§ **Exercise objective**
Repeat verbatim the lines of the data below, beginning with the line containing "In this exercise you will mark each instance of the green" and continuing to the end.

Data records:
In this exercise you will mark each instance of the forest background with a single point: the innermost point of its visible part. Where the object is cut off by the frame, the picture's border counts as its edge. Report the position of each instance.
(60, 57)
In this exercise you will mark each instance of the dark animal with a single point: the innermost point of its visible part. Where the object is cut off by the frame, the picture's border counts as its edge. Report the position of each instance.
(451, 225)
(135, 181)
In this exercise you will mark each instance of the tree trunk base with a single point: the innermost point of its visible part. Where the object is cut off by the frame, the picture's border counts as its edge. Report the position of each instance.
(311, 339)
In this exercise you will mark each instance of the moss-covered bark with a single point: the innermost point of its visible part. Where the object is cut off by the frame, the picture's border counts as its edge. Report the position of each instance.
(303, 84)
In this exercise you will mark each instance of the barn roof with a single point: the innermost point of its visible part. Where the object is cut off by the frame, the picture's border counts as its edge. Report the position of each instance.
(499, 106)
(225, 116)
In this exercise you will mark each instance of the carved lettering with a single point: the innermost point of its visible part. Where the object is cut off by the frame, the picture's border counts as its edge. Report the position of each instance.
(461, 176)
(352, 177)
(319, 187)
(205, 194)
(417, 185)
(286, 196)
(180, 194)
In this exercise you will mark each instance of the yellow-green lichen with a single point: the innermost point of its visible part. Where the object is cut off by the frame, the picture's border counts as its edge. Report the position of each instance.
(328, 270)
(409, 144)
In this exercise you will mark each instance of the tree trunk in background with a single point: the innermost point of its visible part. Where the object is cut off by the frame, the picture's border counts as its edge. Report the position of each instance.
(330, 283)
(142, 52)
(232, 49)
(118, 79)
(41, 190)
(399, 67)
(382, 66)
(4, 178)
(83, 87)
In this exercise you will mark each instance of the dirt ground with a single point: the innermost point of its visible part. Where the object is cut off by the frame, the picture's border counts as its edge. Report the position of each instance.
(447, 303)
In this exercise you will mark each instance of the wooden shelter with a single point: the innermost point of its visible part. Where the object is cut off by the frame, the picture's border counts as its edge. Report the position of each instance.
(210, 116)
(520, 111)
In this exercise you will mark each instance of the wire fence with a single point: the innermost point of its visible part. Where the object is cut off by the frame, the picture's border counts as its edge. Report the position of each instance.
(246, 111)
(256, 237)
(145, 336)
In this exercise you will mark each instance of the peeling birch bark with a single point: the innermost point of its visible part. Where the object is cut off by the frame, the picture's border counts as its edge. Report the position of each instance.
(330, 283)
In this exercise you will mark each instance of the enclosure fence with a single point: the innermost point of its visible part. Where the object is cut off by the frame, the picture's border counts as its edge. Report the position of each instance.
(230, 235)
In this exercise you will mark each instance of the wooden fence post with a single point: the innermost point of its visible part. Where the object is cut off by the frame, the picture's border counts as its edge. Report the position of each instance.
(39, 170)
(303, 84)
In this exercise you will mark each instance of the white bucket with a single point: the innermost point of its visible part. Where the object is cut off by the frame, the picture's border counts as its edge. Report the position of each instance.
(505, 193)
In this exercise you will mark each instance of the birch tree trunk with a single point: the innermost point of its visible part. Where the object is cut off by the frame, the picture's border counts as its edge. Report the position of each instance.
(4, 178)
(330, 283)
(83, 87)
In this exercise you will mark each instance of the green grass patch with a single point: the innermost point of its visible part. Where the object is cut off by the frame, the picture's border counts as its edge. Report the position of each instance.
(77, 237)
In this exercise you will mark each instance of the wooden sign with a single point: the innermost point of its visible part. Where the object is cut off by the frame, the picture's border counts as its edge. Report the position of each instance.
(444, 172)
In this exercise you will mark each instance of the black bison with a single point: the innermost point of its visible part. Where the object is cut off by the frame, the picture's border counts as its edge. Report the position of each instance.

§ **Answer below**
In this exercise you will mark each instance of the green grass patch with a single point: the innermost point of its visible part. Where the object is cut off by the frame, the picture's border counts as its edge. Report the position of each instance.
(77, 237)
In this exercise you will mark each instance of the wooden sign with a single point: the innermost point of its visible part. Where the object is cut off by the frame, the picture's border counts as its edge. Report the position of each instance.
(444, 172)
In this exercise you will mark each instance of the black bison with a single point: the innermost point of its visible part. Where the object is cut off by the frame, the picture's border counts as its edge. Report the position of each instance.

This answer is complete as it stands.